Task to carry out — Exactly those lines running from the one containing "Each instance of the choppy" to the end of the material are to be printed, and no others.

Given data —
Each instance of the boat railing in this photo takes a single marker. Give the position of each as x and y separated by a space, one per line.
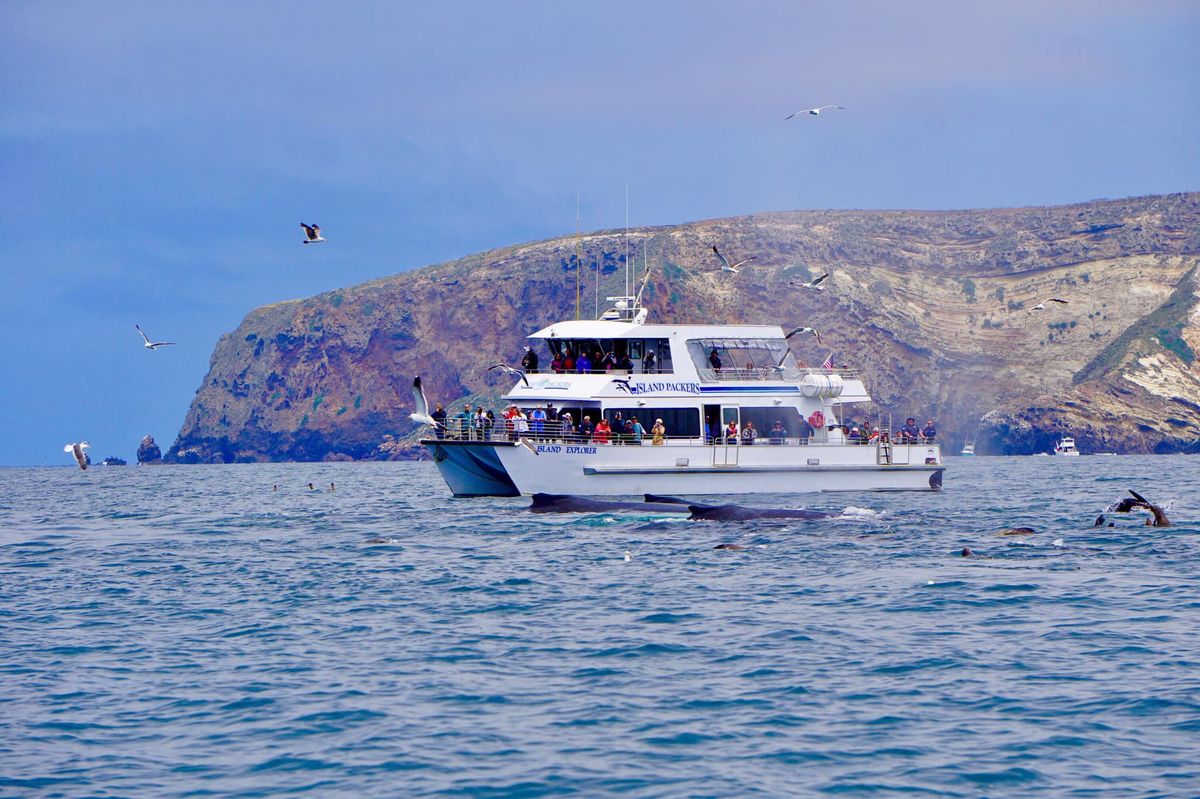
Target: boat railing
787 373
549 433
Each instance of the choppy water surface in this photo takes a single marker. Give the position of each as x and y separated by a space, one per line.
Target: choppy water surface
187 632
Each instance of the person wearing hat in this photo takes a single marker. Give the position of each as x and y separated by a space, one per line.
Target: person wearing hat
529 360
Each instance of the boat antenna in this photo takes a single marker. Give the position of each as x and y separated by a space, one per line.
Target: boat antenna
579 257
627 238
646 277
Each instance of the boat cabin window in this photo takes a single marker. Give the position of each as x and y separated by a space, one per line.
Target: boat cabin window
765 418
609 355
679 422
741 359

Result of this exercise —
Each instance of the choppy water surface in this photo takes a single marker. Give the position of each as x and y separated by a space, one per line.
Target: choppy water surface
187 632
Each instance of the person wearing hat in this photo takes a single marker. Give the position of each as x and y separated by a space, one per line.
Target: person wearing hat
529 360
Each instance of the boat antenna in this photo takes a single marker. Give the position of each as x and y separated by a space, one per line.
Target: boat antenna
579 257
627 238
646 277
Each instance of the boat cabin window in this photo takes a single marker. Give the position of each as x and y separated by a space, one per line.
Target: boat cabin window
765 418
609 355
679 422
741 359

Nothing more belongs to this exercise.